**DO THIS:**
Print the listing that follows, character for character.

[EXCERPTED RECORDS start]

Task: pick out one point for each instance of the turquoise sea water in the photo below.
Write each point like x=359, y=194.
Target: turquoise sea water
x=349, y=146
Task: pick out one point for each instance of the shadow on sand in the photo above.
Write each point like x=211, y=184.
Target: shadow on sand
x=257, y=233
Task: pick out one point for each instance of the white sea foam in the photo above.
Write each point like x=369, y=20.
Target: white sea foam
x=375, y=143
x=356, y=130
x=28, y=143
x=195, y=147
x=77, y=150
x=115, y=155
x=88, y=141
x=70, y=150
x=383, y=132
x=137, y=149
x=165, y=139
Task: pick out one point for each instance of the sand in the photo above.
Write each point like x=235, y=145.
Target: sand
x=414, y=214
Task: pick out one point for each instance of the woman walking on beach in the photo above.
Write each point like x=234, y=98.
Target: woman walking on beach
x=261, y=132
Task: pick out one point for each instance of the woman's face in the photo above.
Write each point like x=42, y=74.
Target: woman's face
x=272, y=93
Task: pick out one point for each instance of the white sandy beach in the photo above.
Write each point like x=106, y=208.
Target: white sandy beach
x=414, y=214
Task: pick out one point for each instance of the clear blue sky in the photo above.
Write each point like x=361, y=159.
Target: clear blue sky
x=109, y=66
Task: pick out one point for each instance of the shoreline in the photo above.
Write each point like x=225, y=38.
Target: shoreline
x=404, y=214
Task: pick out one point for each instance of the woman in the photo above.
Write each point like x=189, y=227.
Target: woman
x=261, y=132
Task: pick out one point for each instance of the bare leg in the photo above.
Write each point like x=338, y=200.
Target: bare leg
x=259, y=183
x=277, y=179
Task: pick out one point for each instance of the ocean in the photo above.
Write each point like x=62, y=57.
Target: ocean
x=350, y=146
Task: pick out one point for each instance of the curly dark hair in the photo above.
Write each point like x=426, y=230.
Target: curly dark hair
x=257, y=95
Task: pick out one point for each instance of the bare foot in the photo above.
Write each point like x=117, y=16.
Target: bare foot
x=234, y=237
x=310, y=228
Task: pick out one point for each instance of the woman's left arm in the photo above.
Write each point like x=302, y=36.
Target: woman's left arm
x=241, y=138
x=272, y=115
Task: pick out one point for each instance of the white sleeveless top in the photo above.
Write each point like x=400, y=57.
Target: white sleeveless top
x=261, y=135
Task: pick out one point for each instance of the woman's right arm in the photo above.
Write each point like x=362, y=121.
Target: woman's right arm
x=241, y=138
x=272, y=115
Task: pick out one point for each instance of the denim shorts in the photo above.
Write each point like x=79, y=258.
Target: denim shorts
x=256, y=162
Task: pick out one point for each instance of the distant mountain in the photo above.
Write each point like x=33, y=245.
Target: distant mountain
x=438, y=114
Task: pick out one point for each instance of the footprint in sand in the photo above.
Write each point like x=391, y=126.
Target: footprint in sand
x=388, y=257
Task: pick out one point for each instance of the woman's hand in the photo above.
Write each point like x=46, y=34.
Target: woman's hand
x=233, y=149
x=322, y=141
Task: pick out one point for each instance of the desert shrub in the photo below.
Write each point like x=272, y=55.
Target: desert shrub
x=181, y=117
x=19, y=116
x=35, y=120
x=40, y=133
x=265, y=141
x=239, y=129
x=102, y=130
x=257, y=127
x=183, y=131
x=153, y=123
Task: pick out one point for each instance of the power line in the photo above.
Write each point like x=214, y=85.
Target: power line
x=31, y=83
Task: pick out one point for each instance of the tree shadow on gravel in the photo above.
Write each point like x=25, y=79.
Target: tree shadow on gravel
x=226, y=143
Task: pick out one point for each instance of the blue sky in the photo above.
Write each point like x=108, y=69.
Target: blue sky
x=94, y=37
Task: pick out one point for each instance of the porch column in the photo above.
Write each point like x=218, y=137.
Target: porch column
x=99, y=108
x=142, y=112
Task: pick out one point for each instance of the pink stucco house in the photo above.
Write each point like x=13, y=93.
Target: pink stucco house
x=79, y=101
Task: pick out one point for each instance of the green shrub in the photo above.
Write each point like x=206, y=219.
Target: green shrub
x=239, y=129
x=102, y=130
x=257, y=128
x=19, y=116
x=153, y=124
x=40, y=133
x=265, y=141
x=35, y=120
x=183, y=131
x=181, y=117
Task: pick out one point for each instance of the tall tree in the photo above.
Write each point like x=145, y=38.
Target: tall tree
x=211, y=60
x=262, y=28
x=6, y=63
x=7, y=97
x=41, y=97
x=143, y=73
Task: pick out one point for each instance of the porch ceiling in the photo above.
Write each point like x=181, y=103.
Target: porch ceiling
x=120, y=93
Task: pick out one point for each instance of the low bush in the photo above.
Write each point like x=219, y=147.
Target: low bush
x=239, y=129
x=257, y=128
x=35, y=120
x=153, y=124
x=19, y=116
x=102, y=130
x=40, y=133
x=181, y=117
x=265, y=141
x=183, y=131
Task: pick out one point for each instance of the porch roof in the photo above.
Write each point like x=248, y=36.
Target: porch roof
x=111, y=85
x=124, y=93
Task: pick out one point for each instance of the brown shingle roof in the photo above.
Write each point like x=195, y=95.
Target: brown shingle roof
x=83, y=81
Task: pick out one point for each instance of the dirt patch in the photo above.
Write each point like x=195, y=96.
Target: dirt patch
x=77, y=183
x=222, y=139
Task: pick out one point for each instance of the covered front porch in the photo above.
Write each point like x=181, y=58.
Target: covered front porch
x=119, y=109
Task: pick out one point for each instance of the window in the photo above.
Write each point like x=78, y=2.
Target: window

[EXCERPTED RECORDS end]

**FINAL RESULT:**
Task: pick out one point for each instance of the turquoise sea water in the photo below.
Write each point like x=359, y=194.
Target: turquoise sea water
x=349, y=146
Task: pick out one point for each instance of the shadow on sand in the photo above.
Write each point like x=211, y=184.
Target: shadow on sand
x=257, y=233
Task: pick out one point for each instance of the white sea foam in the photo above.
Write each point like x=369, y=20.
Target: white sea foam
x=375, y=143
x=356, y=130
x=28, y=143
x=195, y=147
x=77, y=150
x=115, y=155
x=88, y=141
x=70, y=150
x=383, y=132
x=137, y=149
x=165, y=139
Task: pick out one point for each instance of the sand in the photo above.
Write each point like x=235, y=145.
Target: sand
x=414, y=214
Task: pick out one point for each instance of the woman walking on beach in the photo above.
Write each point like x=234, y=98.
Target: woman walking on beach
x=261, y=132
Task: pick out one point for each instance of the woman's face in the photo above.
Write each point like x=42, y=74.
Target: woman's face
x=272, y=93
Task: pick out one point for each instance of the white sandy beach in the photo above.
Write each point like x=106, y=208.
Target: white sandy beach
x=414, y=214
Task: pick out one point for each instance of the clear blue sky in the photo above.
Write each point like x=361, y=159.
Target: clear blue sky
x=109, y=66
Task: pick out one point for each instance of the shoreline in the photo above.
Write each point like x=225, y=38.
Target: shoreline
x=404, y=214
Task: pick out one point for each instance of the woman in the photo above.
Write each point like x=189, y=227.
Target: woman
x=261, y=132
Task: pick out one point for each instance of the bare leg in the photo above.
Write each point like x=338, y=200.
Target: bare leg
x=259, y=183
x=277, y=179
Task: pick out one point for each instance of the ocean in the photo above.
Write each point like x=62, y=57.
Target: ocean
x=350, y=146
Task: pick out one point for each instance of the curly dark hair in the photo above.
Write each point like x=426, y=230.
Target: curly dark hair
x=257, y=95
Task: pick out one point for each instance of the bare foot in the photo above.
Write each point like x=117, y=16.
Target: bare foot
x=234, y=237
x=310, y=228
Task: pick out one point for each instance of the woman's left arm in the photo above.
Write each point like x=302, y=36.
Target: woman's left arm
x=241, y=138
x=272, y=115
Task: pick out one point for each instance of the white sleeveless top in the photo above.
Write each point like x=400, y=57.
Target: white sleeveless top
x=261, y=135
Task: pick out one point for each instance of the woman's right arm in the photo above.
Write each point like x=362, y=121.
Target: woman's right arm
x=241, y=138
x=272, y=115
Task: pick out one point for each instance of the denim shorts in the photo above.
Write each point like x=79, y=258.
Target: denim shorts
x=256, y=162
Task: pick out one point for each instance of the distant mountain in the photo above.
Write each point like x=33, y=245.
Target: distant mountain
x=438, y=114
Task: pick out one point for each instance of the footprint in sand in the photo above.
Write each point like x=391, y=126.
Target: footprint in sand
x=388, y=257
Task: pick out one point for each instance of the woman's hand in the photo above.
Write each point like x=46, y=34.
Target: woman's hand
x=233, y=149
x=322, y=141
Task: pick out one point for each instance of the desert shrub in the photo below.
Write each point like x=272, y=55.
Target: desert shrub
x=181, y=117
x=19, y=116
x=35, y=120
x=40, y=133
x=265, y=141
x=239, y=129
x=102, y=130
x=257, y=127
x=183, y=131
x=153, y=123
Task: pick out one point for each instance of the power line in the photo above.
Write each point like x=214, y=85.
Target: power line
x=31, y=83
Task: pick out one point for each instance of the tree shadow on gravel in the photo above.
Write each point like x=25, y=79.
Target: tree shadow on gravel
x=226, y=143
Task: pick out one point for each instance of the blue sky in the photo above.
Write each point like x=108, y=69.
Target: blue sky
x=94, y=37
Task: pick out one point for each instance of the porch column in the photo above.
Write each point like x=218, y=137.
Target: porch column
x=99, y=108
x=142, y=112
Task: pick out one point for each instance of the pink stucco house in the photo above.
Write each point like x=13, y=93.
Target: pink stucco house
x=79, y=101
Task: pick out one point for each instance of the green shrub in the photo above.
Write each point like x=206, y=219.
Target: green shrub
x=239, y=129
x=102, y=130
x=257, y=128
x=19, y=116
x=153, y=124
x=40, y=133
x=265, y=141
x=35, y=120
x=183, y=131
x=181, y=117
Task: pick out one point for each instance of the tall tree in the photo above.
Write each point like x=145, y=38.
Target: tall tree
x=211, y=60
x=262, y=28
x=6, y=63
x=7, y=97
x=41, y=97
x=143, y=73
Task: pick out one point for each instance of the porch ceiling in the photo above.
Write each point like x=181, y=103.
Target: porch ceiling
x=120, y=93
Task: pick out one point for each instance of the low bush in the photo above.
Write each point like x=219, y=147.
Target: low bush
x=239, y=129
x=257, y=128
x=35, y=120
x=153, y=124
x=19, y=116
x=102, y=130
x=40, y=133
x=181, y=117
x=265, y=141
x=183, y=131
Task: pick out one point for each instance of the porch roof in the photo above.
Write each point like x=248, y=36.
Target: porch roof
x=111, y=85
x=124, y=93
Task: pick out one point for each instance of the brown shingle roof in the photo above.
Write each point like x=195, y=95.
Target: brown shingle roof
x=83, y=81
Task: pick out one point for each instance of the dirt patch in the photo above.
Write each point like x=195, y=96.
Target: dirt patch
x=77, y=183
x=222, y=139
Task: pick out one point for each instance of the covered front porch in the photo above.
Write each point like x=181, y=58.
Target: covered front porch
x=119, y=109
Task: pick out one point for each instance of the window in the photo above.
Write each point like x=78, y=2.
Target: window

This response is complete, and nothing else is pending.